* **Information provided**
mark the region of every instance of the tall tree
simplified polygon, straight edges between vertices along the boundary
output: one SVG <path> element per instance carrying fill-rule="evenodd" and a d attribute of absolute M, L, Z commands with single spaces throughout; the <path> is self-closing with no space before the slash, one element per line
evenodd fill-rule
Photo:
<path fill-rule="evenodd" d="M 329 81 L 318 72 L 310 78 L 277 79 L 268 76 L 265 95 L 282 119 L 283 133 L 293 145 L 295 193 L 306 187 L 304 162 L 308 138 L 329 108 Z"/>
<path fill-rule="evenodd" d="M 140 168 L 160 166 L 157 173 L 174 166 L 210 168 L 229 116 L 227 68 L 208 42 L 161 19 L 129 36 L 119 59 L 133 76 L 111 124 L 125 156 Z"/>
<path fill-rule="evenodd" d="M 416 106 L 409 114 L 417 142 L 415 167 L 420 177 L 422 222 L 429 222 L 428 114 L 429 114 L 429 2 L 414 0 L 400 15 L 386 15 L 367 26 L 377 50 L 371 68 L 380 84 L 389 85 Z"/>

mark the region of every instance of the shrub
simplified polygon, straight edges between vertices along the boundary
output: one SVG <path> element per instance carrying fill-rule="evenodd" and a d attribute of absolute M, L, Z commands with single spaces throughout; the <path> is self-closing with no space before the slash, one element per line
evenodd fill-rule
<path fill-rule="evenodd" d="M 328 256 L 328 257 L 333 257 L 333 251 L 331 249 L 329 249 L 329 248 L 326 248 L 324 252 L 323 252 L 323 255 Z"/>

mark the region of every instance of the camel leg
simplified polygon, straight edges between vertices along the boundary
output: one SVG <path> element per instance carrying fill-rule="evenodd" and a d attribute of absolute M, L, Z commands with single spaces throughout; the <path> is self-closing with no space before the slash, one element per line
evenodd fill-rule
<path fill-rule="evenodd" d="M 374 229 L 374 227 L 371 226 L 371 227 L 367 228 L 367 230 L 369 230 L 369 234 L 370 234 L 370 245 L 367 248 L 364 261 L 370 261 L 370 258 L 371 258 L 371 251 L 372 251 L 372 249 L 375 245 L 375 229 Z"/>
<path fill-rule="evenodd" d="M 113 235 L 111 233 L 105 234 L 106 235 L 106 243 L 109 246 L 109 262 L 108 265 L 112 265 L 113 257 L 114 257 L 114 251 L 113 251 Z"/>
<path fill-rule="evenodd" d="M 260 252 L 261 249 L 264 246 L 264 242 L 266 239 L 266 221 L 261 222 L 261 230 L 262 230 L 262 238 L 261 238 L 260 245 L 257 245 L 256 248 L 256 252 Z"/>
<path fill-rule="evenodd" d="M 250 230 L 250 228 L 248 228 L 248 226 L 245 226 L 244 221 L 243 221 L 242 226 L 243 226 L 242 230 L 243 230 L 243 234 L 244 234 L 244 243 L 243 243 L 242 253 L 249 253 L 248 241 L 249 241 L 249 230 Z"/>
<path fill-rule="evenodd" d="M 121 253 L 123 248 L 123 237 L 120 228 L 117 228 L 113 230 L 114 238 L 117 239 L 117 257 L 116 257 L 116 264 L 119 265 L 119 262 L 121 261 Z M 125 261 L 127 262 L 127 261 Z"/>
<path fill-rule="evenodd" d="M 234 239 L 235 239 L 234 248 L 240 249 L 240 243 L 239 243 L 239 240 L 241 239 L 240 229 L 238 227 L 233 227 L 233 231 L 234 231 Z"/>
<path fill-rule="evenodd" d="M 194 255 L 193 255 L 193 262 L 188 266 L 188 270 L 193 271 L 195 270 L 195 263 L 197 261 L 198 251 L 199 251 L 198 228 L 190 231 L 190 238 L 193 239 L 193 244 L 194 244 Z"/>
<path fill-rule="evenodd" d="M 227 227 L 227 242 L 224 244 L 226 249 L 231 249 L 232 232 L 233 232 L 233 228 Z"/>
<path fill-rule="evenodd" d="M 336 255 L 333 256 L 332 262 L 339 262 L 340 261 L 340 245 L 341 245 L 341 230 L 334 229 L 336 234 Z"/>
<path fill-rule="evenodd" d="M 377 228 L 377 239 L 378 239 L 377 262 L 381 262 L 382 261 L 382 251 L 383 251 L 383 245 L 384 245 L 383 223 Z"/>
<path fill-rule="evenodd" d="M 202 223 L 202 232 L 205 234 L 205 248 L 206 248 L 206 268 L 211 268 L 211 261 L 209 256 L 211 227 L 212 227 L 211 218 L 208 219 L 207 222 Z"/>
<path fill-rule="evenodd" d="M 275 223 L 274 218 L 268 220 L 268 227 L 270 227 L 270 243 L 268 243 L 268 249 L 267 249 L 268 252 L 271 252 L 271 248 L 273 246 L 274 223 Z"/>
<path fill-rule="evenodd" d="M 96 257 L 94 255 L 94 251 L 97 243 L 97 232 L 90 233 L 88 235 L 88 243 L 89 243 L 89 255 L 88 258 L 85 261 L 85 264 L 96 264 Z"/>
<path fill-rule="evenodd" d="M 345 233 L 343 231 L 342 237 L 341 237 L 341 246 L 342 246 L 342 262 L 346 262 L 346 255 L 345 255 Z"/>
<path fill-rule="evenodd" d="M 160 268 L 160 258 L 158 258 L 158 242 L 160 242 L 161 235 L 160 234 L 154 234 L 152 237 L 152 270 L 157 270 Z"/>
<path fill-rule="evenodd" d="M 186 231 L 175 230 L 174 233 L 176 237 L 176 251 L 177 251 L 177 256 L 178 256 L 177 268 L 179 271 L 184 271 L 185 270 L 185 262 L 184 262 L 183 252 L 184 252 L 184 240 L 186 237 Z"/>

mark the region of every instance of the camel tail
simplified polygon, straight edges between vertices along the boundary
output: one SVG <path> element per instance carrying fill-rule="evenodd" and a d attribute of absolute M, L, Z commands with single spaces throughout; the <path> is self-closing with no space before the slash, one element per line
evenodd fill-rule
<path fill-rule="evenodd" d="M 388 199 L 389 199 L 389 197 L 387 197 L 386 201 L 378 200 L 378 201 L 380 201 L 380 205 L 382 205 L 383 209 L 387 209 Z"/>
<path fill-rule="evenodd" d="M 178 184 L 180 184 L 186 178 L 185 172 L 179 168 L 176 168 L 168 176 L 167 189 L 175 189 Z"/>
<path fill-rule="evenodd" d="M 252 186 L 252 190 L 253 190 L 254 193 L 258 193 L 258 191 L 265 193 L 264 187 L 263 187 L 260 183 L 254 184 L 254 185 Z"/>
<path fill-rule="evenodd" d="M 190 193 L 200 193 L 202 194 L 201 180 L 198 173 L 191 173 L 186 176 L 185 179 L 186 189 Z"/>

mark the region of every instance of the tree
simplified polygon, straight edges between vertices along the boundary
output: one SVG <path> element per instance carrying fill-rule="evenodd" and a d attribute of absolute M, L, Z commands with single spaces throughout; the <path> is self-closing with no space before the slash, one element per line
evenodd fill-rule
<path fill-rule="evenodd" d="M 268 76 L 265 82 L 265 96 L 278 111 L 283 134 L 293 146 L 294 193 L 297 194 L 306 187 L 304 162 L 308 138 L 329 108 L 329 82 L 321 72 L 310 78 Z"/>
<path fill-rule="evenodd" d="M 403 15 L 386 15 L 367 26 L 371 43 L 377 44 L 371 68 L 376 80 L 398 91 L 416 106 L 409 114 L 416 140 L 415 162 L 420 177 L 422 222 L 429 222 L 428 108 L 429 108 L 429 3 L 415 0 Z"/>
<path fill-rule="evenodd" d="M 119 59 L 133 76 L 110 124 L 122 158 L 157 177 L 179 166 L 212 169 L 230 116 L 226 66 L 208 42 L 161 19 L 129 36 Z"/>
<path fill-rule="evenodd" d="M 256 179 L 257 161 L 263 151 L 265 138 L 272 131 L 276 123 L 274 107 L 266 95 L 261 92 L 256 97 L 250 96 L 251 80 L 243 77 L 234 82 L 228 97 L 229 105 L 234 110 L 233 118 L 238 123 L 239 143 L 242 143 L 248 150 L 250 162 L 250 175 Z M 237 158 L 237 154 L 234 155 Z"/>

* **Task to complete**
Give the listing above as a Markdown table with the columns Row and Line, starting with its first line and going on through the line that contains "328 256 L 328", both included. Leave out blank lines.

* **Output below**
| Row | Line |
|---|---|
| 1 | mark the region of every instance of the tall tree |
| 2 | simplified polygon, straight edges between vertices along the boundary |
| 3 | output: one SVG <path> element per instance carrying fill-rule="evenodd" and a d attribute of absolute M, L, Z commands with single spaces throughout; the <path> is self-closing with no space before the slash, one element per line |
| 4 | evenodd fill-rule |
| 5 | Photo: |
| 6 | <path fill-rule="evenodd" d="M 329 81 L 318 72 L 310 78 L 277 79 L 268 76 L 265 95 L 282 119 L 283 133 L 293 145 L 295 193 L 306 187 L 304 162 L 308 138 L 329 108 Z"/> |
| 7 | <path fill-rule="evenodd" d="M 140 168 L 160 166 L 157 173 L 174 166 L 210 168 L 229 116 L 227 68 L 208 42 L 161 19 L 129 36 L 119 59 L 133 76 L 111 124 L 125 156 Z"/> |
| 8 | <path fill-rule="evenodd" d="M 416 106 L 409 114 L 417 142 L 415 167 L 420 177 L 422 222 L 429 222 L 428 114 L 429 114 L 429 2 L 414 0 L 400 15 L 386 15 L 367 26 L 377 50 L 371 68 L 380 84 L 389 85 Z"/> |
| 9 | mark the region of every instance of the shrub |
| 10 | simplified polygon, straight edges between vertices along the boundary |
| 11 | output: one SVG <path> element per instance carrying fill-rule="evenodd" and a d attribute of absolute M, L, Z commands with single spaces throughout; the <path> is self-closing with no space before the slash, one element per line |
| 12 | evenodd fill-rule |
| 13 | <path fill-rule="evenodd" d="M 328 256 L 328 257 L 333 257 L 333 251 L 331 249 L 329 249 L 329 248 L 326 248 L 324 252 L 323 252 L 323 255 Z"/> |